= Short exercise =
Present the entries below as a Markdown table with the columns Row and Line, numbering each row and leaving out blank lines. Start at the line that contains "Task: indicate the silhouetted hill" and end after the line that contains "x=342 y=216", including no other lines.

= Available records =
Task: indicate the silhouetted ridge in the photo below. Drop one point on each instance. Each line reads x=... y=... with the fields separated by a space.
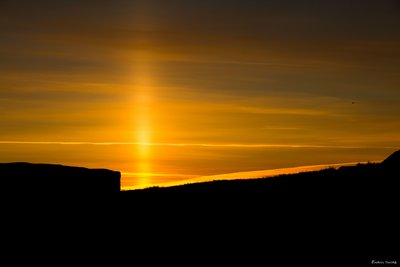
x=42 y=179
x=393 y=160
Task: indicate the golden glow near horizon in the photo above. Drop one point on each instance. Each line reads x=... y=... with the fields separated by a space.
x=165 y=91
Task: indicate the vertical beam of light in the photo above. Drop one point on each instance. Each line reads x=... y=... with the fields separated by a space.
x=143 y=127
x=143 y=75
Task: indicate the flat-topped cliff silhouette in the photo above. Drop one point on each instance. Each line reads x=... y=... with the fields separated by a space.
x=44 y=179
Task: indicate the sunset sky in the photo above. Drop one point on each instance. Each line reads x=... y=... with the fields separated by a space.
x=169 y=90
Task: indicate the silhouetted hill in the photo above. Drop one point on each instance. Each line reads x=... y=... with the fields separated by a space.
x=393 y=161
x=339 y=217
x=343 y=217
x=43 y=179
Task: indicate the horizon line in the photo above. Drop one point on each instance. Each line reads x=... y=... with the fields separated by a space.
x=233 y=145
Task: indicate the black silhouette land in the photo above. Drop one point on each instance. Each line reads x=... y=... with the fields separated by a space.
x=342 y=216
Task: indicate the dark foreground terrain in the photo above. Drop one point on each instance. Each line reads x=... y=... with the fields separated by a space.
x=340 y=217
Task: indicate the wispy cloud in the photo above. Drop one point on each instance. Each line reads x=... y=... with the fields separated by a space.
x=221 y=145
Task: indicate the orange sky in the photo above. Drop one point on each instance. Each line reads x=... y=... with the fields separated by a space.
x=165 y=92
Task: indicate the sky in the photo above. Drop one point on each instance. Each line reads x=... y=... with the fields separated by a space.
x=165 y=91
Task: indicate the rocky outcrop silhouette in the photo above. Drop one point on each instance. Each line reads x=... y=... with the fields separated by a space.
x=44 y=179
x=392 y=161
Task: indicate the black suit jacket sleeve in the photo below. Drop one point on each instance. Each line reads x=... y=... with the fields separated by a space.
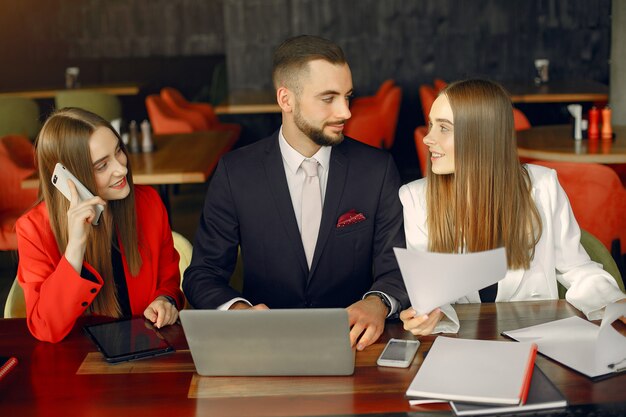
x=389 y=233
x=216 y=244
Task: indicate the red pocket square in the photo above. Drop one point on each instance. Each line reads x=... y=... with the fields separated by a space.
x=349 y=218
---
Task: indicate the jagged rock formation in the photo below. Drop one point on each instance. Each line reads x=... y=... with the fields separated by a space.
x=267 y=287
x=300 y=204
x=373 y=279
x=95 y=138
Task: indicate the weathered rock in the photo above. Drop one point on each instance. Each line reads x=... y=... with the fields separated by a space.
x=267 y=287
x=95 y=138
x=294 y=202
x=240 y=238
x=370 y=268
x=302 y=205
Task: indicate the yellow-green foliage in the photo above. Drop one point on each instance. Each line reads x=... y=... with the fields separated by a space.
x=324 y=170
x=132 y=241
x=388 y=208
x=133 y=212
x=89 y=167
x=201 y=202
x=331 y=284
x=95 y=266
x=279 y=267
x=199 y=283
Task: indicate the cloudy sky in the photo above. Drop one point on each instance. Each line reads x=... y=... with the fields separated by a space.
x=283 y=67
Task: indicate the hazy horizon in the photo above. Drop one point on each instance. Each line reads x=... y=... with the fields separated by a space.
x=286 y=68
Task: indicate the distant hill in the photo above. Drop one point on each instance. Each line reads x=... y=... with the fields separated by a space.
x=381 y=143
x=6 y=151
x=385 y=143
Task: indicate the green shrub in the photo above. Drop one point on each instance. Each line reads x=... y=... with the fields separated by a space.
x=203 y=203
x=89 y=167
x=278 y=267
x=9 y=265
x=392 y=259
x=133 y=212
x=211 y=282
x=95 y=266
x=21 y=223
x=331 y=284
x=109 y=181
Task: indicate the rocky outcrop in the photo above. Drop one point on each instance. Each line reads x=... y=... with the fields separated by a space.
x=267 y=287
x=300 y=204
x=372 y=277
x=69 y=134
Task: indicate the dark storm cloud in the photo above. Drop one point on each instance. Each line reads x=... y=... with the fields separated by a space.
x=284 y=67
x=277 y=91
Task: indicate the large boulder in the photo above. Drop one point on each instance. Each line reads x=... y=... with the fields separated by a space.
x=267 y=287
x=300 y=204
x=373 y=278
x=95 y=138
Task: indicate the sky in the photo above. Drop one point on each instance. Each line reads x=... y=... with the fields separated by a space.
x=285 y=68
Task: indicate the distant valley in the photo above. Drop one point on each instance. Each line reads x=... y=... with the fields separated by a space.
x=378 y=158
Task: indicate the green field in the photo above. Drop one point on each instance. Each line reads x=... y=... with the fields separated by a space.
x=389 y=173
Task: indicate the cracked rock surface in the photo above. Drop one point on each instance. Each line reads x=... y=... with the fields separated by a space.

= Result of this exercise =
| Row | Line |
|---|---|
| 1 | Task: indicate the silhouetted hill in the photo above. Drop one point on each instance. Each line reads x=... y=... with the fields separated by a space. |
| 2 | x=393 y=161 |
| 3 | x=339 y=217 |
| 4 | x=343 y=217 |
| 5 | x=43 y=179 |
| 6 | Task: indicate the horizon line in the photo above. Drop one point on each instance. Each line reads x=... y=... with the fields separated by a space. |
| 7 | x=233 y=145 |
| 8 | Task: indicate the black silhouette land in the photo above. Drop one point on each instance. Each line reads x=... y=... with the fields separated by a space. |
| 9 | x=342 y=216 |